* _Görev 1_:
Seçilen bölümde "Okkan'ın, şahadetinden önceki son röportajı" diye başlayan paragrafı ana bilgilerini koruyarak madde listesi hâlinde kısalt.

* _Seçilen bölüm_:

HİZBULLAH'LA BURADA BİR
DÜNYA OYUNUNU BOZUYORUZ
Okkan'ın, şahadetinden önceki son röportajı Nuriye Akman tarafından yapılmıştı. Gerçek bir beyefendiye (her ne kadar röportaj başında gönülsüz olduğu söylense de Akman tarafından) gerekli prosedürleri hallederek karşısındaki hanımefendinin işini kolaylaştırmak yakışırdı. Belgesel de o röportaja dair bilgiler aktaran Nuriye Akman'ın anlattığı üzere, öyle de yaptı. İç işleri bakanlığıyla görüşerek arkadaşı Yavuz Donat'ı arayıp işlemlerin hızlandırılmasını sağladı. Akman, Gaffar Okkan'ı iddialı bir kişi olarak nitelendiriyor; konuşmaları, tavırları ve mimiklerindeki tiyatral hava onda, o tarz bir algı uyandırmış zira. Nuriye Akman'ın, Fatih Terim benzetmesi de yine Okkan tarafından hoş karşılanıp, "İstanbul'da Terim neyse, Diyarbakır'da Gaffar Okkan odur." gibisinden karşılığını bulmuş. Hizbullah'ın korkulu rüyası olduğu bilinen Okkan'a, Akman tarafından tehdit edilip edilmediğine dair yöneltilen soruya, "Salla, önemli değil bunlar söylenir." Karşılığını vermesi hiç şüphesiz civanmert bir emniyet müdüründen beklenecek bir cevaptı. Hizbullah'la çetin bir savaş veriyordu. Okkan'ın, "Hizbullah'la burada bir dünya oyunu bozuyoruz." sözü her şeyi özetler nitelikteydi. Şahadete giden yol bu mücadelenin kırık dökük, harabe ve sonu karanlığa çıkan basamaklarıyla kesişiyordu.

* _Görev 2_:
Kayıtların başından "0;392;1344;896" içeren satıra kadar (o satır dahil) olan satırları, her satır bir dize olacak şekilde bir JSON listesine dönüştür. Boş satırları atla.

* _Kaynak malzeme_:
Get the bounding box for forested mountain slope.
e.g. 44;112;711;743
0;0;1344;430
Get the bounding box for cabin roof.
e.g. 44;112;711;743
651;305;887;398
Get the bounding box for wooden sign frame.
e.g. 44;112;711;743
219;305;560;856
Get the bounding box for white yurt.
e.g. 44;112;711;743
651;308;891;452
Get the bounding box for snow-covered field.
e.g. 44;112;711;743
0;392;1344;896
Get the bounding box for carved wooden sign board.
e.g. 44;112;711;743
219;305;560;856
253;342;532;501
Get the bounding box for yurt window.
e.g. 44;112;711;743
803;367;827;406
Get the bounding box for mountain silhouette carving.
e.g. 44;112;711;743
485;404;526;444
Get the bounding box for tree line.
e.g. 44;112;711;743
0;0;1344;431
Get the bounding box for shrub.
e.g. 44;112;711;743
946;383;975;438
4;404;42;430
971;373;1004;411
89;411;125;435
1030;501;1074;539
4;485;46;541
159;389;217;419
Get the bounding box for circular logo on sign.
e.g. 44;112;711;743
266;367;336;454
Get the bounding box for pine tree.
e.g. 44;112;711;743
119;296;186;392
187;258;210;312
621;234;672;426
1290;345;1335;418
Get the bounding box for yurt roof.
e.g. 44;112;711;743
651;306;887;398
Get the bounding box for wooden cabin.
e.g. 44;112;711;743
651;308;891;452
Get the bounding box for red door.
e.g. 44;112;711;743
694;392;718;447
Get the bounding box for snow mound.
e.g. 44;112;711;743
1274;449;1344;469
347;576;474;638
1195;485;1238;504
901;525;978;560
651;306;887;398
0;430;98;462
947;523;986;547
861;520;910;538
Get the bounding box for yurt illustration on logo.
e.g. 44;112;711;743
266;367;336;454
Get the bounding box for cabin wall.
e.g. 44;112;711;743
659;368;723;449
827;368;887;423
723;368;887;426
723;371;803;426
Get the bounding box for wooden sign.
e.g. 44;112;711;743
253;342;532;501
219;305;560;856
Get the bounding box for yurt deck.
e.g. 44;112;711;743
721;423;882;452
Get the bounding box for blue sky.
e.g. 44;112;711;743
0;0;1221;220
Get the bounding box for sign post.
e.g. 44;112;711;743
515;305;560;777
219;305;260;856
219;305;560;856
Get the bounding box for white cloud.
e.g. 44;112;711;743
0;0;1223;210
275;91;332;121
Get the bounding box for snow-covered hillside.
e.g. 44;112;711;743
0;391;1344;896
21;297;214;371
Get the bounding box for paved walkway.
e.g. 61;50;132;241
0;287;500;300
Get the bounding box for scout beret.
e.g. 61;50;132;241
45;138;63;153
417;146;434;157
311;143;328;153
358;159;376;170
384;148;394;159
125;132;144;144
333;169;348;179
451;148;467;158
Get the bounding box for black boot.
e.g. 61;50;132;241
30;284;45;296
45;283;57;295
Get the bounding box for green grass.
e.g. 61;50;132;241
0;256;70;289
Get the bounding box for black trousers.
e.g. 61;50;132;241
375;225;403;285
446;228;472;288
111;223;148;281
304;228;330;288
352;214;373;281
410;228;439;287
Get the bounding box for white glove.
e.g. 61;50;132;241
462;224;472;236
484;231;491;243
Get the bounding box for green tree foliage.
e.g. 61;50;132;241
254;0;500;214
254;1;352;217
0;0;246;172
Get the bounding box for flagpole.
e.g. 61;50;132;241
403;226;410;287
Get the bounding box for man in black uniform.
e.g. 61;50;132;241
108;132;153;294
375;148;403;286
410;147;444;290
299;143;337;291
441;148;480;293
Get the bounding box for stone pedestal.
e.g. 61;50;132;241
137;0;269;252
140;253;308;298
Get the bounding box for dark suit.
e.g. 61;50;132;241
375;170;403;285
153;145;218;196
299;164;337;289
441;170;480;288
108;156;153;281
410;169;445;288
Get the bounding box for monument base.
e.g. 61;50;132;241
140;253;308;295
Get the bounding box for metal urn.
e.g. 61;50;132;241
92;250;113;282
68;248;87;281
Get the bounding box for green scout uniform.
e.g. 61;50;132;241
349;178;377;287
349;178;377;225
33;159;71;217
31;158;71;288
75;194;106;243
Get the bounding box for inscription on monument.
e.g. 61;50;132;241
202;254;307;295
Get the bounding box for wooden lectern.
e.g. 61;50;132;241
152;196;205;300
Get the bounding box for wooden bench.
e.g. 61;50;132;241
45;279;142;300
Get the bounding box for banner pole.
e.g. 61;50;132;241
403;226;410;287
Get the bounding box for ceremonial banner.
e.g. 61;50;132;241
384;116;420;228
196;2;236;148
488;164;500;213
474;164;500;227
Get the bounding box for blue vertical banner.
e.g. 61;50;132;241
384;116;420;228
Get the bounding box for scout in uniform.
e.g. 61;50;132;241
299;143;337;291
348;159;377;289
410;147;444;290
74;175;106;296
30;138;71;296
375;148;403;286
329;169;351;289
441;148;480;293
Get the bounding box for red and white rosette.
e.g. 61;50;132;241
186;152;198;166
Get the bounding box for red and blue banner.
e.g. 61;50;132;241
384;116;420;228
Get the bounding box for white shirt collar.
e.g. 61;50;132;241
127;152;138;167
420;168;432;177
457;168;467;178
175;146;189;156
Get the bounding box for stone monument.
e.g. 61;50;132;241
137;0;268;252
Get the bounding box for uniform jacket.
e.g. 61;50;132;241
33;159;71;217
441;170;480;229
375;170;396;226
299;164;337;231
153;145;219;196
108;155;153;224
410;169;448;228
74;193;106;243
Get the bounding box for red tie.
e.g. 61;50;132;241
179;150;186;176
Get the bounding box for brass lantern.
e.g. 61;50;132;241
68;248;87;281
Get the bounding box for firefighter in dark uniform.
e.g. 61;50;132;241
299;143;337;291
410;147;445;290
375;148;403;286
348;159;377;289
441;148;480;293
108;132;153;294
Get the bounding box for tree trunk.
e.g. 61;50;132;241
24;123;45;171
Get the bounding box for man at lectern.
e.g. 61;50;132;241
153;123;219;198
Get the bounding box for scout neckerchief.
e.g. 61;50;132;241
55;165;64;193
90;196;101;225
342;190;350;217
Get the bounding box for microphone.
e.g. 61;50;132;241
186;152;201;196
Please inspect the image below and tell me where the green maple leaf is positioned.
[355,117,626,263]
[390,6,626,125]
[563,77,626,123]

* _Alıştırma sonucu 1_:
- Okkan'ın şahadetinden önceki son röportajını Nuriye Akman yaptı.
- Okkan, İçişleri Bakanlığıyla görüştü ve arkadaşı Yavuz Donat'ı arayarak işlemlerin hızlandırılmasını sağladı.
- Akman, konuşmaları, tavırları ve mimiklerindeki tiyatral hava nedeniyle Okkan'ı iddialı bir kişi olarak niteliyor.
- Okkan, Akman'ın Fatih Terim benzetmesini hoş karşıladı: "İstanbul'da Terim neyse, Diyarbakır'da Gaffar Okkan odur."
- Tehdit edilip edilmediği sorusuna "Salla, önemli değil bunlar söylenir." karşılığını verdi.
- Hizbullah'la çetin bir savaş veriyordu. "Hizbullah'la burada bir dünya oyunu bozuyoruz." sözü her şeyi özetliyordu.
- Şahadete giden yolu bu mücadelenin karanlığa çıkan basamaklarıyla kesişen bir yol olarak anlatıyor.

* _Alıştırma sonucu 2_:
[
  "Get the bounding box for forested mountain slope.",
  "e.g. 44;112;711;743",
  "0;0;1344;430",
  "Get the bounding box for cabin roof.",
  "e.g. 44;112;711;743",
  "651;305;887;398",
  "Get the bounding box for wooden sign frame.",
  "e.g. 44;112;711;743",
  "219;305;560;856",
  "Get the bounding box for white yurt.",
  "e.g. 44;112;711;743",
  "651;308;891;452",
  "Get the bounding box for snow-covered field.",
  "e.g. 44;112;711;743",
  "0;392;1344;896"
]